- **Saved data entries**
──────────────────────────────

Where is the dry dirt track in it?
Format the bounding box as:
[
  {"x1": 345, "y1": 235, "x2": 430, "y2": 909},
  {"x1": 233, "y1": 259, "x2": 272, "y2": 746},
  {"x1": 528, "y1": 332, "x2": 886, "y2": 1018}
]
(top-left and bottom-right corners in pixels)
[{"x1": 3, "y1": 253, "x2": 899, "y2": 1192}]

──────────────────────────────

- **Aim of the task**
Each record above is to be given again without any change to its wording.

- **Response to this exercise**
Where is the dry dirt track in it?
Format the bounding box as:
[
  {"x1": 345, "y1": 235, "x2": 430, "y2": 909},
  {"x1": 233, "y1": 259, "x2": 272, "y2": 746},
  {"x1": 528, "y1": 332, "x2": 886, "y2": 1018}
]
(top-left and bottom-right corners in pixels)
[{"x1": 3, "y1": 253, "x2": 899, "y2": 1192}]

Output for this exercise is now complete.